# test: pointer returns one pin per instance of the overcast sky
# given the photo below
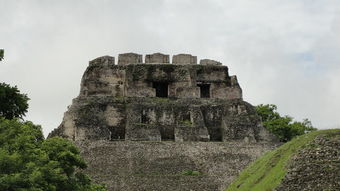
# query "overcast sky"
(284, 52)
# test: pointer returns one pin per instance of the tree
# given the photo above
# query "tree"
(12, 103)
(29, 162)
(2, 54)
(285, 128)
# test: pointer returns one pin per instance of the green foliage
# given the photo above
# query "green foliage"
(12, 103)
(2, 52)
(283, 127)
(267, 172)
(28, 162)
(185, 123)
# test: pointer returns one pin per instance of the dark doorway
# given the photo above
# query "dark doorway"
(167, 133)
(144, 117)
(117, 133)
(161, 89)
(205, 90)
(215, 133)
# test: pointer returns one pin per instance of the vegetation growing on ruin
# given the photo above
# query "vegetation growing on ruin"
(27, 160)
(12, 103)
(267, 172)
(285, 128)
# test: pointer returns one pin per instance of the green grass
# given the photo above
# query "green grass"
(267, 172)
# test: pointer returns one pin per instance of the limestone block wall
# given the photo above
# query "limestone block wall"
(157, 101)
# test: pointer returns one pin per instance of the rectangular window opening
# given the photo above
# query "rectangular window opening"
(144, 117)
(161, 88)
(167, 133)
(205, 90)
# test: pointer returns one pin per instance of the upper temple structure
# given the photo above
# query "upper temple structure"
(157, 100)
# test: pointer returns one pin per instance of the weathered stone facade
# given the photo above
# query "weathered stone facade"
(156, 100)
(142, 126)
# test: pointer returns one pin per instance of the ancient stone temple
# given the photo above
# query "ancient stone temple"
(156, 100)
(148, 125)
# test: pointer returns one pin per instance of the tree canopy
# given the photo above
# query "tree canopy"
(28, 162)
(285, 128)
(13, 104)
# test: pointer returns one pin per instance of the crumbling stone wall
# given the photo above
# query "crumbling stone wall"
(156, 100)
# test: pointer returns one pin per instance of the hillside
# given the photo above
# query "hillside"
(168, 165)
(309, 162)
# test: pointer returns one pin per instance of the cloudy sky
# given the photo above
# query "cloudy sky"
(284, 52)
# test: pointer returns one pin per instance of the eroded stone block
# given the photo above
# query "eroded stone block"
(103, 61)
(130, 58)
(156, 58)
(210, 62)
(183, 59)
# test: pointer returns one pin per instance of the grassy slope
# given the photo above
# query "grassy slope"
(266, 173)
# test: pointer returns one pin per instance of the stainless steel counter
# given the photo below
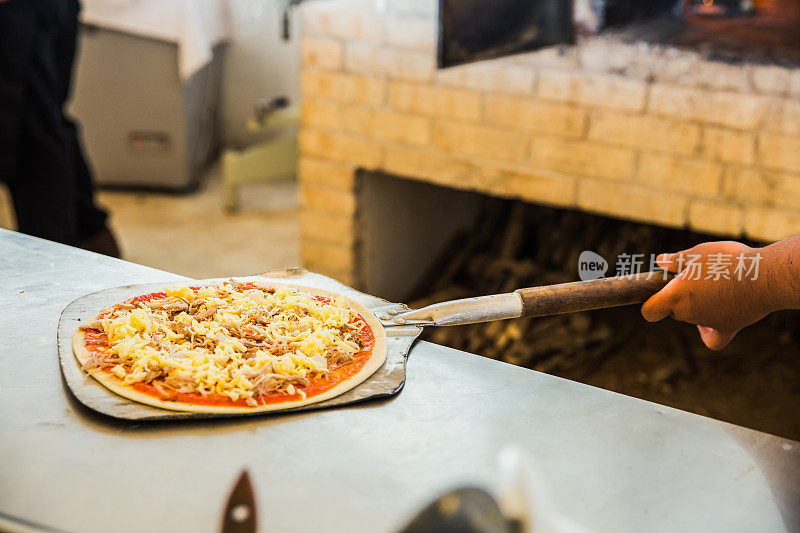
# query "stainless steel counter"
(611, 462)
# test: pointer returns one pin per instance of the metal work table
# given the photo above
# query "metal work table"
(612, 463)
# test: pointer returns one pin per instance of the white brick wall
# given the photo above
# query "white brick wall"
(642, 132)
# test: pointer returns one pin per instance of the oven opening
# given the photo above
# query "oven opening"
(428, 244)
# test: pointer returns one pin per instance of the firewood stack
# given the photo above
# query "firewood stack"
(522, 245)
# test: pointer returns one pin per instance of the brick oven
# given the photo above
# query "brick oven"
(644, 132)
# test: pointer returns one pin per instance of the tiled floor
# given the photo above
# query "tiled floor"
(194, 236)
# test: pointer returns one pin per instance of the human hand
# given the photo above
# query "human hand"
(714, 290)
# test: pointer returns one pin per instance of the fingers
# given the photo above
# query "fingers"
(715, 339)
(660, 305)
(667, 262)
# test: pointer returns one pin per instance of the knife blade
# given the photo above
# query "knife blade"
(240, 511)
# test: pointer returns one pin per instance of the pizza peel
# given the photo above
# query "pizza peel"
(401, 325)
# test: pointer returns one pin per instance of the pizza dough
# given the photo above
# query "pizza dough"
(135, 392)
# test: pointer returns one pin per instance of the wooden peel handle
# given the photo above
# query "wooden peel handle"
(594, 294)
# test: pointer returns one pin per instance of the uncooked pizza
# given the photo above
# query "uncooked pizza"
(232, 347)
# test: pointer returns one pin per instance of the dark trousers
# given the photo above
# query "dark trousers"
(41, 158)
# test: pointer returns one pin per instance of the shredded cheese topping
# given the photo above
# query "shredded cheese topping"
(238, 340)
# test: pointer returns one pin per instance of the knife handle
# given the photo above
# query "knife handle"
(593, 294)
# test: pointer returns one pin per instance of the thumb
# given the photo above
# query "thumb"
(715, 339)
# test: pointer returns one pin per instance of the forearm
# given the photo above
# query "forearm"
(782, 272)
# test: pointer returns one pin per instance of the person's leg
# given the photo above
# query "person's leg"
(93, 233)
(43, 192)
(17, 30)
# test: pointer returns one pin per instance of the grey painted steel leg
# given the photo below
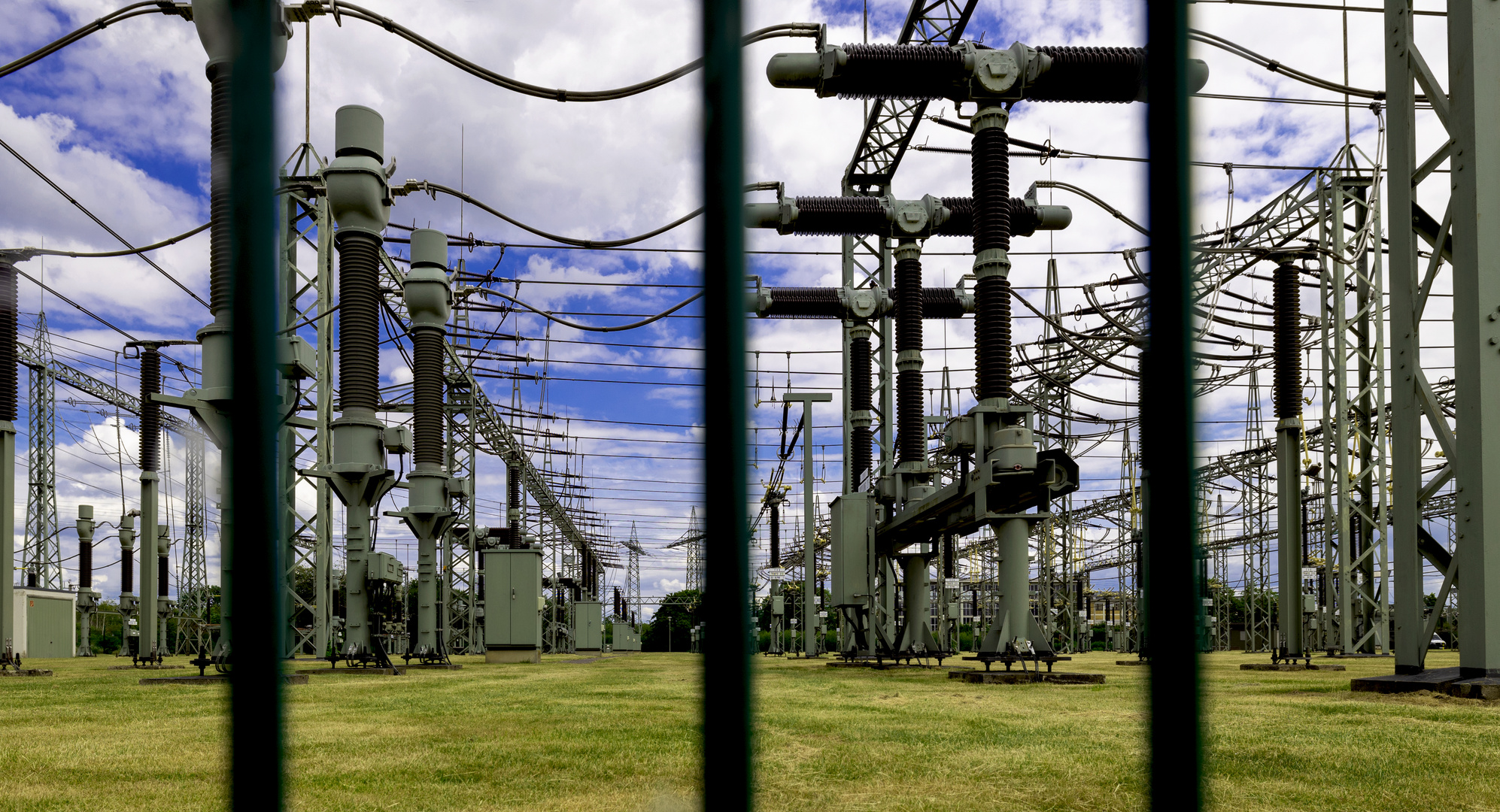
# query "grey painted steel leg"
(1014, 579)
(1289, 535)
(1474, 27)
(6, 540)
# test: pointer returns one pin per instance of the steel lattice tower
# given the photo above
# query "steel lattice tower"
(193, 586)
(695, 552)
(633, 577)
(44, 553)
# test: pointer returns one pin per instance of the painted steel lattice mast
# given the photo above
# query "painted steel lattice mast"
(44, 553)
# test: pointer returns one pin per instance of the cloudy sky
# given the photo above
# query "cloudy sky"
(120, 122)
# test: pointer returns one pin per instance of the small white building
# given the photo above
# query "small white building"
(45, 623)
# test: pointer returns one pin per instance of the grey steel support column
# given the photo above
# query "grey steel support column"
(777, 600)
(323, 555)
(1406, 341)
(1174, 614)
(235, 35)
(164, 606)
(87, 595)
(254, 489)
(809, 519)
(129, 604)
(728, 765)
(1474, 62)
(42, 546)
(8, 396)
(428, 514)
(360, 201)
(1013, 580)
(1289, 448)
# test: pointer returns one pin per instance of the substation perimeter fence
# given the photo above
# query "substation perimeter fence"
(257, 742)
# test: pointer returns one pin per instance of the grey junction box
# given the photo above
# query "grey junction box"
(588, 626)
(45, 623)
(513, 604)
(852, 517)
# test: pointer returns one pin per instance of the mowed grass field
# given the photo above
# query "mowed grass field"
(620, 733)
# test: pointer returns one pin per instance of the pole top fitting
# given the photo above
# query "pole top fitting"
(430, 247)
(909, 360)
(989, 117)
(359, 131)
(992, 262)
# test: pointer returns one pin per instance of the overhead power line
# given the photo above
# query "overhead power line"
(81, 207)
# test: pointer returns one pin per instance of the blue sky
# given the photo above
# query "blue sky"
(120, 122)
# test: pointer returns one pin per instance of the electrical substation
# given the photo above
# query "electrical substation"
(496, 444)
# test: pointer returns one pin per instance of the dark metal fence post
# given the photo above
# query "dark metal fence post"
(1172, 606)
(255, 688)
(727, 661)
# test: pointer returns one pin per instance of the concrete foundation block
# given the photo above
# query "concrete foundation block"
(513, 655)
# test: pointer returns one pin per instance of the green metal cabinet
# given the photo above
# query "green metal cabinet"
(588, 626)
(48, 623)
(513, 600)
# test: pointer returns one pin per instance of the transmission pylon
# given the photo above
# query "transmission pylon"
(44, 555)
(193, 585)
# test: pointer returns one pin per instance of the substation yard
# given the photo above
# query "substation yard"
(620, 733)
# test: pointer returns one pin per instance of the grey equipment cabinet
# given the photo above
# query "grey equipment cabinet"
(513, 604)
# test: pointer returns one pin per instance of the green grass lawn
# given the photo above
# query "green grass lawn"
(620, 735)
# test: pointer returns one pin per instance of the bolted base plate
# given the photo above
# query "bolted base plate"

^^^^^^^^

Pictures are excluded; repeat every record exactly.

# test: pointer returns one pin per instance of the overcast sky
# given the photo below
# query "overcast sky"
(284, 52)
# test: pointer returns one pin per instance of the tree
# given the photo above
# query "tree"
(12, 103)
(29, 162)
(2, 54)
(285, 128)
# test: pointer returns one pin per instance of the green foliage
# given the photo above
# query "green foliage"
(12, 103)
(2, 52)
(283, 127)
(267, 172)
(28, 162)
(185, 123)
# test: pointer returns one pin per instance of the dark doorway
# given the photo above
# query "dark doorway"
(167, 133)
(144, 117)
(117, 133)
(161, 89)
(205, 90)
(215, 133)
# test: pointer returns one pin per instance of the vegetation growing on ruin
# given the photo above
# query "vegetation growing on ruin"
(27, 160)
(12, 103)
(267, 172)
(285, 128)
# test: pointer returns one pin per instance of the green grass
# given the photo above
# query "green grass"
(267, 172)
# test: pointer returns one pin per instance of the limestone block wall
# given the photo above
# query "limestone block wall"
(157, 101)
# test: pointer returns one pin per instance of the rectangular window opening
# given the photo above
# query "rectangular window opening"
(144, 117)
(161, 88)
(167, 133)
(205, 90)
# test: pointer returns one pin per instance of the upper temple structure
# given the photo above
# query "upper temple structure"
(157, 100)
# test: pointer returns one pin per instance of the weathered stone facade
# given the photo above
# query "weathered stone facade"
(156, 100)
(142, 126)
# test: pointer returns one pin per instance of the ancient stone temple
# given the photo above
# query "ancient stone temple"
(156, 100)
(148, 125)
# test: pointer returns one pin per instance of the tree canopy
# given the photo above
# query "tree canopy"
(28, 162)
(285, 128)
(13, 104)
# test: pointer returns one pin per instance of the crumbling stone wall
# given the photo above
# query "crumbling stone wall"
(156, 100)
# test: pointer returns one pin per instance of the hillside
# given the photo above
# query "hillside"
(168, 165)
(309, 162)
# test: pointer returns one pin per instance of the cloudy sky
# given the photo above
# query "cloudy sky"
(284, 52)
# test: pointer returns one pin per instance of the eroded stone block
# given the photo above
# query "eroded stone block"
(103, 61)
(130, 58)
(156, 58)
(210, 62)
(183, 59)
# test: pointer returns one pin per instance of the grassy slope
# given the photo above
# query "grassy slope"
(266, 173)
# test: pointer returns one pin per instance of the stainless steel counter
# given the photo below
# query "stainless steel counter"
(611, 462)
# test: pointer returns one pin per instance of the metal work table
# given the photo above
# query "metal work table"
(612, 463)
# test: pointer returns one pin per instance of the white brick wall
# given the photo above
# query "white brick wall"
(642, 132)
# test: pointer returns one pin per instance of the oven opening
# given the photo above
# query "oven opening"
(428, 244)
# test: pointer returns one pin per instance of the firewood stack
# given the photo above
# query "firewood stack"
(522, 245)
# test: pointer returns one pin per instance of the brick oven
# given the photo above
# query "brick oven"
(644, 132)
# test: pointer returns one pin per instance of the tiled floor
# given the photo above
# query "tiled floor"
(194, 236)
# test: pointer returns one pin per instance of the human hand
# given the photo above
# query "human hand"
(714, 290)
# test: pointer returns one pin per instance of the fingers
# given the photo above
# query "fingers"
(715, 339)
(660, 305)
(667, 262)
# test: pointer returns one pin per instance of the knife blade
# given the photo above
# query "knife blade"
(240, 511)
# test: pointer returns one pin per instance of the pizza peel
# given the photo above
# query "pizza peel"
(401, 325)
# test: pointer returns one pin per instance of the pizza dough
# given the photo above
# query "pizza dough"
(135, 392)
# test: pointer returns one pin per instance of the wooden peel handle
# given the photo above
# query "wooden peel handle"
(594, 294)
# test: pointer returns one pin per instance of the uncooked pizza
# given the photo above
# query "uncooked pizza"
(232, 347)
# test: pointer returns one pin per instance of the dark trousers
# given the photo above
# query "dark trousers"
(41, 158)
# test: pointer returns one pin per instance of the shredded cheese topping
# given the photo above
# query "shredded cheese topping"
(238, 340)
# test: pointer returns one pin per instance of the knife handle
# given the photo above
# query "knife handle"
(593, 294)
# test: pointer returns one pin per instance of the thumb
# given the photo above
# query "thumb"
(715, 339)
# test: pointer returns one pin per instance of the forearm
# given the photo above
# query "forearm"
(782, 272)
# test: pointer returns one pin per instance of the person's leg
# given the photo above
# query "person's leg"
(93, 233)
(43, 192)
(17, 30)
# test: pointer returns one pin per instance of the grey painted steel leg
# given the photo below
# query "grey painted steel leg"
(1014, 579)
(1289, 535)
(1474, 27)
(6, 540)
# test: pointer returns one pin per instance of the steel lattice tower
# given the photo above
# query "steel lattice tower"
(193, 586)
(695, 552)
(633, 577)
(44, 553)
# test: pointer returns one pin per instance of the painted steel lattice mast
# given the photo above
# query "painted steel lattice mast"
(44, 553)
# test: pointer returns one pin per instance of the cloudy sky
# given the photo above
# query "cloudy sky"
(120, 122)
# test: pointer returns one pin per instance of the small white building
# given the photo above
# query "small white building"
(45, 623)
# test: pointer returns one pin per instance of the grey steel support column
# given the photo above
# query "grey steel support column"
(777, 600)
(323, 555)
(1406, 341)
(1174, 614)
(235, 35)
(164, 606)
(87, 595)
(254, 489)
(809, 519)
(129, 604)
(728, 765)
(1474, 62)
(42, 546)
(8, 396)
(428, 514)
(360, 201)
(1013, 580)
(1289, 448)
# test: pointer returns one pin per instance of the substation perimeter fence
# given the photo above
# query "substation perimeter fence"
(257, 742)
# test: pointer returns one pin per instance of the grey junction box
# given the photo above
# query "grey junction box"
(588, 626)
(45, 623)
(513, 604)
(852, 517)
# test: pointer returns one pin per instance of the mowed grass field
# given the photo above
# query "mowed grass field"
(620, 733)
# test: pointer returns one pin per instance of the pole top fitting
# given the photo above
# query "pole top fitting"
(430, 247)
(909, 360)
(989, 117)
(359, 131)
(992, 262)
# test: pointer returns one pin per instance of the overhead power line
# given the photo above
# query "overhead power line"
(81, 207)
# test: pointer returns one pin per instance of the blue sky
# given the photo above
# query "blue sky"
(120, 122)
# test: pointer returns one pin per instance of the electrical substation
# given the photo above
# query "electrical substation"
(496, 444)
# test: pointer returns one pin per instance of the dark metal fence post
# given the photo above
# query "dark metal fence post"
(1172, 606)
(255, 688)
(727, 661)
# test: pointer returns one pin per instance of the concrete foundation block
# given the photo above
# query "concrete foundation block"
(513, 655)
# test: pointer returns one pin per instance of the green metal cabinet
# given the photo above
# query "green metal cabinet"
(588, 626)
(48, 623)
(513, 600)
# test: pointer returns one pin per instance of the transmission pylon
# given the photo above
# query "transmission pylon"
(44, 555)
(193, 585)
# test: pointer returns one pin per instance of the substation yard
# given the photo above
# query "substation yard"
(620, 733)
# test: pointer returns one pin per instance of the grey equipment cabinet
# given the photo above
# query "grey equipment cabinet"
(513, 604)
# test: pointer returns one pin per instance of the green grass lawn
# given the photo above
# query "green grass lawn"
(620, 735)
# test: pointer returns one pin per instance of the bolted base plate
# given the photo above
# query "bolted base plate"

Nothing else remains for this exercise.